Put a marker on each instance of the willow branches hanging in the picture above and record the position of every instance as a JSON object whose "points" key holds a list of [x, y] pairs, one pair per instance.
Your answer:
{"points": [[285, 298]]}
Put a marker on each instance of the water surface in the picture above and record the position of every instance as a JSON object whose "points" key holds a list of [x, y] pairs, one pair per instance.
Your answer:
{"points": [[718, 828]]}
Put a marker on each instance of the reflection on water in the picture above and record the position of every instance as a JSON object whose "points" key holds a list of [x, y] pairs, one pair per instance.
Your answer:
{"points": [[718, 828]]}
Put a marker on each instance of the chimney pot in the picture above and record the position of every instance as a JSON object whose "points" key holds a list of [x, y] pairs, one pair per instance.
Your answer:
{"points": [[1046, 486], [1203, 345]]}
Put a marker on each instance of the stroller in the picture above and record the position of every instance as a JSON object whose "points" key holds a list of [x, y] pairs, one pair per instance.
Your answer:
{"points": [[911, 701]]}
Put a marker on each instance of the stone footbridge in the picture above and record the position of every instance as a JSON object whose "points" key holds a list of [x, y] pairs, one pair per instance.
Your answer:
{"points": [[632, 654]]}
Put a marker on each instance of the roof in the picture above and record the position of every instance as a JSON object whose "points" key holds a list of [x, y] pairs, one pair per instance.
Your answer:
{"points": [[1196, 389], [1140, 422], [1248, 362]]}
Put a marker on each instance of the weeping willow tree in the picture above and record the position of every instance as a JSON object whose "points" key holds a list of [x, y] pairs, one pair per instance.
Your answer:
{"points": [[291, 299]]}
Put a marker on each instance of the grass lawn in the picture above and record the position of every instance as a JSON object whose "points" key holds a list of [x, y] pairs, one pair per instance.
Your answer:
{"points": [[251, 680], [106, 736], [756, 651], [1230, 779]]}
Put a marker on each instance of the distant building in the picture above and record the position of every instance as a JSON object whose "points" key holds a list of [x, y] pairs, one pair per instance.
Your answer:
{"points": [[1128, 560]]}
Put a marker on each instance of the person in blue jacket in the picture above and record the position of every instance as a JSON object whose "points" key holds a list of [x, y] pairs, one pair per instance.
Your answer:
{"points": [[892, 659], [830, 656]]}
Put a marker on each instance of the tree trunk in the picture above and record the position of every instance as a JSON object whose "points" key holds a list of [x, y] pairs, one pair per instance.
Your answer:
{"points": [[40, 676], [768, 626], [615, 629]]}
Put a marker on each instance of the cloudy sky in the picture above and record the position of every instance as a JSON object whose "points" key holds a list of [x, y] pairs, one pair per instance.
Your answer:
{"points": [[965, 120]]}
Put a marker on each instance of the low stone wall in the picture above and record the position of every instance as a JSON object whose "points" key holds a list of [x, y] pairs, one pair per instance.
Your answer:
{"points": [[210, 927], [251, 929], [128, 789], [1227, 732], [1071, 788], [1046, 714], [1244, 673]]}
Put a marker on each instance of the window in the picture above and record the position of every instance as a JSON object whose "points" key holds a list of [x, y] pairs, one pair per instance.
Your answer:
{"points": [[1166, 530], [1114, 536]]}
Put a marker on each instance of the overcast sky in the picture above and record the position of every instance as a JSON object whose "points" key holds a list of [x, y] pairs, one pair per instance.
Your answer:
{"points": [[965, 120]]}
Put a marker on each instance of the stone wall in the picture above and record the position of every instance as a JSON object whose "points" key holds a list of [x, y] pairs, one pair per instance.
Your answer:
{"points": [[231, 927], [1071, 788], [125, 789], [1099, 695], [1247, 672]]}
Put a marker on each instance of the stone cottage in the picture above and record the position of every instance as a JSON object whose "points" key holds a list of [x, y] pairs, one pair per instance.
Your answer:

» The problem: Out of the material above, select every line that holds the string "willow".

» Answer to this exercise:
Put a marker on each instance of the willow branches hanging in the picture above and record the position of every instance as a JSON object whose "points" key holds a list of [x, y] pairs, one pair per instance.
Put a marker on each instance of the weeping willow tree in the picture above and record the position of every instance as a JSON object whose "points" key holds a list of [x, y] pairs, one pair per instance.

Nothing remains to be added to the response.